**Working data**

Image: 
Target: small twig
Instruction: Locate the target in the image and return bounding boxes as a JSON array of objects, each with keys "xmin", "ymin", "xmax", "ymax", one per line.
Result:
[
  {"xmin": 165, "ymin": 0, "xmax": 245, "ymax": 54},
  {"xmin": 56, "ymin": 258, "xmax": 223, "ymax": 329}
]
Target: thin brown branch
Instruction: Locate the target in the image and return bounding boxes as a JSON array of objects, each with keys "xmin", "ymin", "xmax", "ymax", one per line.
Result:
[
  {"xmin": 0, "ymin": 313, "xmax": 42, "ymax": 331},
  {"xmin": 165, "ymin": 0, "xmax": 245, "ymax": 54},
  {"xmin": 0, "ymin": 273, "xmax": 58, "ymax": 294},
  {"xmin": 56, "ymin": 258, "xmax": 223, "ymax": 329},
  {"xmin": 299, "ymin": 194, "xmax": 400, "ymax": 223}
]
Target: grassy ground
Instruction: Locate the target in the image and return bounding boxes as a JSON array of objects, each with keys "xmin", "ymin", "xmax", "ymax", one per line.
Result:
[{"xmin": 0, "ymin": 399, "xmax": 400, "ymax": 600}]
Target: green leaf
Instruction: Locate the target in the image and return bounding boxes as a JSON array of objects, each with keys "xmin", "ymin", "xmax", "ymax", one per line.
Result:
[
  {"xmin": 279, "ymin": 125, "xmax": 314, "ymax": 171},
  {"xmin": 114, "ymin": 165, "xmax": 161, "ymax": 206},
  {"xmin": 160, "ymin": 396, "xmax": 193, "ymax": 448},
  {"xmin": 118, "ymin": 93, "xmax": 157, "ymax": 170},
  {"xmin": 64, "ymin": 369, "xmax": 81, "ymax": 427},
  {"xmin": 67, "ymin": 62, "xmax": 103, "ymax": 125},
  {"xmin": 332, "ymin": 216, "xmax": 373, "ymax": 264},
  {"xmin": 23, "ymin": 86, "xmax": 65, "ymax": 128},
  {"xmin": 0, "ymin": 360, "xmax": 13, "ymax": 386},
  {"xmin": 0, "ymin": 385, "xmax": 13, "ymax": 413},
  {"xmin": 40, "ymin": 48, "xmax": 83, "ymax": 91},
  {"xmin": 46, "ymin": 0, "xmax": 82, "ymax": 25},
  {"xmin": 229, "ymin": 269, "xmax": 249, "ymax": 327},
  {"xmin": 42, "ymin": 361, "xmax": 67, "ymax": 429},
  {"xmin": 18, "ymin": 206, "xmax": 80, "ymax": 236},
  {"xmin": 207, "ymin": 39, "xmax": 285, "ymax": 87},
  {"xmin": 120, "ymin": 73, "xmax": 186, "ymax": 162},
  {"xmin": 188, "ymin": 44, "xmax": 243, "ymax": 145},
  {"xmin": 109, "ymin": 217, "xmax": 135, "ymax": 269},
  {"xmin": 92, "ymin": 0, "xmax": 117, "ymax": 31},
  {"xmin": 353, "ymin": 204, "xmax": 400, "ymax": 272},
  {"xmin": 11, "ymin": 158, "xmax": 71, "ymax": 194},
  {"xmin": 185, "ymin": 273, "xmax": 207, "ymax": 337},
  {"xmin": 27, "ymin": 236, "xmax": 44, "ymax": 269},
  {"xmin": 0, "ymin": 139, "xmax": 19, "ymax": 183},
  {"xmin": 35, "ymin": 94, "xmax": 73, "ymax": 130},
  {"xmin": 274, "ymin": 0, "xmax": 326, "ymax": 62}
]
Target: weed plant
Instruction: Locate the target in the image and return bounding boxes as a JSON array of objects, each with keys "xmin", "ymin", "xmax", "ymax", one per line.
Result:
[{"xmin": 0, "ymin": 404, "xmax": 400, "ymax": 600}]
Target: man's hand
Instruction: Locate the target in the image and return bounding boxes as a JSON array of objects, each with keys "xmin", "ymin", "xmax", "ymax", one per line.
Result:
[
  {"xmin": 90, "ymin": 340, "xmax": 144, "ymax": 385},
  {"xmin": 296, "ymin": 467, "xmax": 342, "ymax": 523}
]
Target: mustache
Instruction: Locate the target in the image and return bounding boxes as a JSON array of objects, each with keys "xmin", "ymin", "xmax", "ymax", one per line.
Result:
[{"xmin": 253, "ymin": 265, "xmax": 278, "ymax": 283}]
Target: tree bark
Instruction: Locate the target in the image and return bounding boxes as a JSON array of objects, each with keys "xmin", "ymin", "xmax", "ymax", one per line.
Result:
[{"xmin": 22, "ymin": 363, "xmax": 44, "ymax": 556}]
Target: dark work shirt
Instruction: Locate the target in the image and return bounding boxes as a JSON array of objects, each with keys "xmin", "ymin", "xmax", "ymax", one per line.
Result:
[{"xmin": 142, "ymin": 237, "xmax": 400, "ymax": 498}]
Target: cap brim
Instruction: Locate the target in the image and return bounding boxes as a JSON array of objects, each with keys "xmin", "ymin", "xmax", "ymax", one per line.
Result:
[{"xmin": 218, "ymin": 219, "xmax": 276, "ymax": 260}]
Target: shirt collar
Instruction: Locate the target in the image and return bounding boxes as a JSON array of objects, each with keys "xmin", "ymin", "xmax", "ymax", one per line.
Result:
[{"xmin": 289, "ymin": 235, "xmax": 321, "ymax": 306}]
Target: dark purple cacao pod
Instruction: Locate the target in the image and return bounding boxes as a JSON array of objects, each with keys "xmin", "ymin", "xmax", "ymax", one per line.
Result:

**Description of the task**
Please put every line of the records above into a numbered list, leaving out any blank lines.

**Solution for this problem**
1. Image: 
2. Target: small twig
3. Instruction: Locate the target in the image and return bounding boxes as a JSON array of objects, each with keys "xmin", "ymin", "xmax", "ymax", one per line.
4. Result:
5. [
6.   {"xmin": 165, "ymin": 0, "xmax": 245, "ymax": 54},
7.   {"xmin": 56, "ymin": 258, "xmax": 223, "ymax": 329}
8. ]
9. Target: thin brown branch
10. Instruction: Locate the target in the image and return bounding boxes as a JSON array of objects, each with keys "xmin", "ymin", "xmax", "ymax", one per line.
11. Result:
12. [
13.   {"xmin": 0, "ymin": 313, "xmax": 42, "ymax": 331},
14.   {"xmin": 165, "ymin": 0, "xmax": 245, "ymax": 54},
15.   {"xmin": 0, "ymin": 273, "xmax": 58, "ymax": 294},
16.   {"xmin": 56, "ymin": 258, "xmax": 223, "ymax": 329},
17.   {"xmin": 299, "ymin": 194, "xmax": 400, "ymax": 223}
18. ]
19. Target: grassy ground
20. Instruction: Locate the target in the image and return bounding boxes as a JSON array of objects, each with keys "xmin", "ymin", "xmax", "ymax", one per line.
21. Result:
22. [{"xmin": 0, "ymin": 399, "xmax": 400, "ymax": 600}]
23. Target: green leaf
24. Instruction: Locate the target in the image and return bounding boxes as a JSON array of objects, each with keys "xmin", "ymin", "xmax", "ymax", one per line.
25. Result:
26. [
27.   {"xmin": 279, "ymin": 125, "xmax": 314, "ymax": 171},
28.   {"xmin": 114, "ymin": 165, "xmax": 161, "ymax": 206},
29.   {"xmin": 160, "ymin": 396, "xmax": 193, "ymax": 448},
30.   {"xmin": 118, "ymin": 93, "xmax": 157, "ymax": 170},
31.   {"xmin": 64, "ymin": 369, "xmax": 81, "ymax": 427},
32.   {"xmin": 67, "ymin": 62, "xmax": 103, "ymax": 125},
33.   {"xmin": 332, "ymin": 216, "xmax": 373, "ymax": 264},
34.   {"xmin": 23, "ymin": 86, "xmax": 65, "ymax": 128},
35.   {"xmin": 0, "ymin": 360, "xmax": 13, "ymax": 386},
36.   {"xmin": 0, "ymin": 385, "xmax": 13, "ymax": 413},
37.   {"xmin": 40, "ymin": 48, "xmax": 83, "ymax": 91},
38.   {"xmin": 46, "ymin": 0, "xmax": 82, "ymax": 25},
39.   {"xmin": 229, "ymin": 269, "xmax": 249, "ymax": 327},
40.   {"xmin": 42, "ymin": 361, "xmax": 67, "ymax": 429},
41.   {"xmin": 18, "ymin": 206, "xmax": 80, "ymax": 236},
42.   {"xmin": 207, "ymin": 39, "xmax": 285, "ymax": 87},
43.   {"xmin": 120, "ymin": 73, "xmax": 186, "ymax": 162},
44.   {"xmin": 188, "ymin": 44, "xmax": 243, "ymax": 145},
45.   {"xmin": 109, "ymin": 217, "xmax": 135, "ymax": 269},
46.   {"xmin": 92, "ymin": 0, "xmax": 117, "ymax": 31},
47.   {"xmin": 353, "ymin": 204, "xmax": 400, "ymax": 272},
48.   {"xmin": 11, "ymin": 158, "xmax": 71, "ymax": 194},
49.   {"xmin": 185, "ymin": 273, "xmax": 207, "ymax": 337},
50.   {"xmin": 27, "ymin": 236, "xmax": 44, "ymax": 269},
51.   {"xmin": 0, "ymin": 139, "xmax": 19, "ymax": 183},
52.   {"xmin": 35, "ymin": 94, "xmax": 73, "ymax": 130},
53.   {"xmin": 274, "ymin": 0, "xmax": 326, "ymax": 62}
54. ]
55. Target: weed plant
56. Instruction: Locate the target in the image and return bounding boxes as a JSON array of objects, each with keys "xmin", "ymin", "xmax", "ymax", one per line.
57. Result:
58. [{"xmin": 0, "ymin": 404, "xmax": 400, "ymax": 600}]
59. Target: man's hand
60. Instruction: Locate the target in the image and return bounding boxes as a JSON array of objects, each with keys "xmin", "ymin", "xmax", "ymax", one per line.
61. Result:
62. [
63.   {"xmin": 90, "ymin": 340, "xmax": 144, "ymax": 385},
64.   {"xmin": 296, "ymin": 467, "xmax": 342, "ymax": 523}
65. ]
66. Target: mustache
67. Instruction: Locate the target in the image and return bounding boxes as a JSON array of objects, each with keys "xmin", "ymin", "xmax", "ymax", one per line.
68. Result:
69. [{"xmin": 253, "ymin": 265, "xmax": 278, "ymax": 283}]
70. Target: tree bark
71. Instruction: Locate the target in the image and return bounding boxes as a JSON array of objects, each with keys "xmin", "ymin", "xmax", "ymax", one per line.
72. Result:
73. [{"xmin": 22, "ymin": 363, "xmax": 44, "ymax": 556}]
74. Target: dark work shirt
75. Instruction: Locate the target in the image and return bounding boxes as a JSON array of objects, each with keys "xmin", "ymin", "xmax", "ymax", one per line.
76. Result:
77. [{"xmin": 142, "ymin": 237, "xmax": 400, "ymax": 498}]
78. Target: cap brim
79. Instruction: Locate the target in the image and return bounding boxes as a JSON array of objects, each with keys "xmin", "ymin", "xmax", "ymax", one per line.
80. Result:
81. [{"xmin": 218, "ymin": 219, "xmax": 276, "ymax": 260}]
82. Target: shirt collar
83. Instruction: Locate the target in the image and return bounding boxes as a JSON array of objects, each with keys "xmin", "ymin", "xmax", "ymax", one per line.
84. Result:
85. [{"xmin": 289, "ymin": 235, "xmax": 321, "ymax": 306}]
86. Target: dark purple cacao pod
87. Instruction: Locate the target in the image and return bounding boxes as a JSON array of objects, each with keys "xmin", "ymin", "xmax", "ymax", one per line.
88. Result:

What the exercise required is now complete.